— BEGIN GIVEN ENTRIES —

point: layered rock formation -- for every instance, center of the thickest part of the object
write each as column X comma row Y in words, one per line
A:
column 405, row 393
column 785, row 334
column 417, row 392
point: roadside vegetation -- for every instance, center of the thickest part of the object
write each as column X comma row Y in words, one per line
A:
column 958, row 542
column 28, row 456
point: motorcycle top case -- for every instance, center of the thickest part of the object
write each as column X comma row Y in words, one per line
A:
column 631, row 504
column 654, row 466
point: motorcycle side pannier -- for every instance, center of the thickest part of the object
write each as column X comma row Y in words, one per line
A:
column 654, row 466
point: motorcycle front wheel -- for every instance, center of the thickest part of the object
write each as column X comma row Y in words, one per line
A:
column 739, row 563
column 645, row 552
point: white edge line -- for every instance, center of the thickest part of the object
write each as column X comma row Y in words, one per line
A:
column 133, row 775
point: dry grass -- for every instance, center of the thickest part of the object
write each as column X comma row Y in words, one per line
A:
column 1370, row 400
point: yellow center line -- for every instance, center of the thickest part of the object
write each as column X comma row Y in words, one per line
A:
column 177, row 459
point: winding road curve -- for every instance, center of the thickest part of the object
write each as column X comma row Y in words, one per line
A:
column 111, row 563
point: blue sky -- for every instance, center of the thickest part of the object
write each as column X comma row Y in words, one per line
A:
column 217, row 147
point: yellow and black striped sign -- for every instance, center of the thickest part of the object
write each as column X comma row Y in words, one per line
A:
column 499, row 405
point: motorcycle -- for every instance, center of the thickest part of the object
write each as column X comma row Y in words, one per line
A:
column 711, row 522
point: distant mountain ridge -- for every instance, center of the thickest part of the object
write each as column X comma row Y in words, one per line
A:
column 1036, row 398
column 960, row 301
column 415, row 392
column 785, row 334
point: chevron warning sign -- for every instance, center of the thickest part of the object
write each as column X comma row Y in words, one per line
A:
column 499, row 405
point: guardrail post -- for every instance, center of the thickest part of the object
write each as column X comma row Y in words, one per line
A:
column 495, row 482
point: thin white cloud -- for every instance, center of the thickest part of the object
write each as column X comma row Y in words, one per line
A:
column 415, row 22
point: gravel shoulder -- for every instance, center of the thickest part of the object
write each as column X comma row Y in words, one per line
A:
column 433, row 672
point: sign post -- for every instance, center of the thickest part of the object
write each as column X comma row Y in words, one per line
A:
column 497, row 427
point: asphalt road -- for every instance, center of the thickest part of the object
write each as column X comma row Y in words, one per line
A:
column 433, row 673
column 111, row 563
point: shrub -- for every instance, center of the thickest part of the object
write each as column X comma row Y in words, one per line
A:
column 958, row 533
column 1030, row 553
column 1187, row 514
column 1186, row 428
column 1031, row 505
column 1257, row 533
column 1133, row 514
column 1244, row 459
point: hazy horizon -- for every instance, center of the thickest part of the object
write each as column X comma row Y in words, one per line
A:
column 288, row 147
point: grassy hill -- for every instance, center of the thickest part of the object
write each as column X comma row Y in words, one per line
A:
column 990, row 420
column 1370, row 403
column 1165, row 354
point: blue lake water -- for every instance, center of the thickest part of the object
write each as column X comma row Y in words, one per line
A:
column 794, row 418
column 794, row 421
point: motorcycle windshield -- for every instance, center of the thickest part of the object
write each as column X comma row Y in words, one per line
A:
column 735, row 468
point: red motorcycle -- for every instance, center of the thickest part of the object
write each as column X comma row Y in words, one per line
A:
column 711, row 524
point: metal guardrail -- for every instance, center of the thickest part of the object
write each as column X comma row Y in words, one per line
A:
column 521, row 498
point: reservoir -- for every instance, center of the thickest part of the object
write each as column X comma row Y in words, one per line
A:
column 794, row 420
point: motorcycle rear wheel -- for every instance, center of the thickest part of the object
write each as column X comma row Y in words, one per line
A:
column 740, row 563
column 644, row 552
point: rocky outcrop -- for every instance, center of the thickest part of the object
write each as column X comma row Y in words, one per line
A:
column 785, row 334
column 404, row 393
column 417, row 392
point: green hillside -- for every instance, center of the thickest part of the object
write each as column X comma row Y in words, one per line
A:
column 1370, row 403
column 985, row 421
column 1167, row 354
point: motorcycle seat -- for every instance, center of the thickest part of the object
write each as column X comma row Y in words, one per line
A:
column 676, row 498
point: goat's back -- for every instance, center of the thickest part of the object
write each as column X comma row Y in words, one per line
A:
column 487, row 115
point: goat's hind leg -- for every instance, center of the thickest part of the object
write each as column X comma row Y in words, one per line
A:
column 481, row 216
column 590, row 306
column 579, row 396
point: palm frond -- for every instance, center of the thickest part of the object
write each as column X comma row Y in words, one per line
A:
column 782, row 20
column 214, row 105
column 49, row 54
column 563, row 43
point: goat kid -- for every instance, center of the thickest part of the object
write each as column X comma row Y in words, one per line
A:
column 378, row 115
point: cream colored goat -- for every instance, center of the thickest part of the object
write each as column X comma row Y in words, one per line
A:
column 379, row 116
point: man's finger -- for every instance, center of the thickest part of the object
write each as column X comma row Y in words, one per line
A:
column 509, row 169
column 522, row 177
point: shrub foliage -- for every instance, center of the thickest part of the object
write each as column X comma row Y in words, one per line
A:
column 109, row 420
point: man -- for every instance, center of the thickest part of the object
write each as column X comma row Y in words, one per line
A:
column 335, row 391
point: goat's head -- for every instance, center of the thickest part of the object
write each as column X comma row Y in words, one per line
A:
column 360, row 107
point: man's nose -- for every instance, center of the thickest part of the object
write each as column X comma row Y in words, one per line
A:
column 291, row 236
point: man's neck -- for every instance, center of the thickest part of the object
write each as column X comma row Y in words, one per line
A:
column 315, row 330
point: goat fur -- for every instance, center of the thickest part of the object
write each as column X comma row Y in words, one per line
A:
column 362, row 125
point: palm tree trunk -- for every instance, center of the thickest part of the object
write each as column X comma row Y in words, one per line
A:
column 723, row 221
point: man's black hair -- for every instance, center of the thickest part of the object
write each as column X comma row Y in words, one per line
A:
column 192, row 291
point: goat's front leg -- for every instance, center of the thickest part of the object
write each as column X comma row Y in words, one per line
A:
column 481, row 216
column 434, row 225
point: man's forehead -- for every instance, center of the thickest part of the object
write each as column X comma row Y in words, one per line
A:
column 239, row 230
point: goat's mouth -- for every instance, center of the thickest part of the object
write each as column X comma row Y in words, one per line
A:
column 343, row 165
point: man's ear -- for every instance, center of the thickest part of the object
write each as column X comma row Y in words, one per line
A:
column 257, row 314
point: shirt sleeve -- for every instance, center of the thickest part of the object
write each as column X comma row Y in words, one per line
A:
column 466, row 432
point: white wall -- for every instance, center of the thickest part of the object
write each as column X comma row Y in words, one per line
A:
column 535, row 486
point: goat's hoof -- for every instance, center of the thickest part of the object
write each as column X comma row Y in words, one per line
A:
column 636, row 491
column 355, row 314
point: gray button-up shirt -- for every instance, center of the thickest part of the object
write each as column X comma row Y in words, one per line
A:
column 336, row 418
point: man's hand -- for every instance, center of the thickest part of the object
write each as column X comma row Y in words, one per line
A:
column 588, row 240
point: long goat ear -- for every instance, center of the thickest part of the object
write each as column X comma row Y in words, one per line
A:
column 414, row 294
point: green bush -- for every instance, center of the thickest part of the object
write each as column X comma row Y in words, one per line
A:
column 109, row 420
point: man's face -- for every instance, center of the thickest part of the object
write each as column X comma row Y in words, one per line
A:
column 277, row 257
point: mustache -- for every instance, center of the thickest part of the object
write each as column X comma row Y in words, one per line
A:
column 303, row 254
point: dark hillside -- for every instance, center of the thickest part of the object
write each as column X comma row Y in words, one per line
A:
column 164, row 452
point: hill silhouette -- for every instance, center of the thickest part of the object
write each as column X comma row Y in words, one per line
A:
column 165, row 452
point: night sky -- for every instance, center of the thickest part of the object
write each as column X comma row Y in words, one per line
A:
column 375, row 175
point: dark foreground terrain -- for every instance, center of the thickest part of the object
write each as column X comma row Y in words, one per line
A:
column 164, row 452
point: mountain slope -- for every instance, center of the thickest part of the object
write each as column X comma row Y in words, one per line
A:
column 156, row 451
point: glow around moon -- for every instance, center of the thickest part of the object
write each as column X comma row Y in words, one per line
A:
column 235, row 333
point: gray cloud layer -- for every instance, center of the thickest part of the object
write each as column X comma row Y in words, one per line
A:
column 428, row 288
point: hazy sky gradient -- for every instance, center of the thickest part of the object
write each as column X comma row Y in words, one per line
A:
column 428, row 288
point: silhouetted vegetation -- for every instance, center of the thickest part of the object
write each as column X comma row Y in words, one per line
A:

— END GIVEN ENTRIES —

= WHAT TO WORK ON =
Can you format the material between the lines holding "point: man's face" and "column 165, row 452", inclusive, as a JSON list of strings with one string per line and blank lines left out?

= RESPONSE =
[
  "point: man's face -- for every instance, center of the thickest part of the object",
  "write each as column X comma row Y in words, one per line",
  "A:",
  "column 277, row 257",
  "point: mustache -- for every instance, center of the thickest part of the object",
  "write each as column X comma row Y in words, one per line",
  "A:",
  "column 303, row 254",
  "point: dark hillside -- for every instance, center of the thickest part of the object",
  "write each as column X comma row Y in words, one per line",
  "A:",
  "column 164, row 452",
  "point: hill silhouette -- for every instance, center of the thickest part of the object",
  "write each as column X comma row Y in words, one per line",
  "A:",
  "column 165, row 452"
]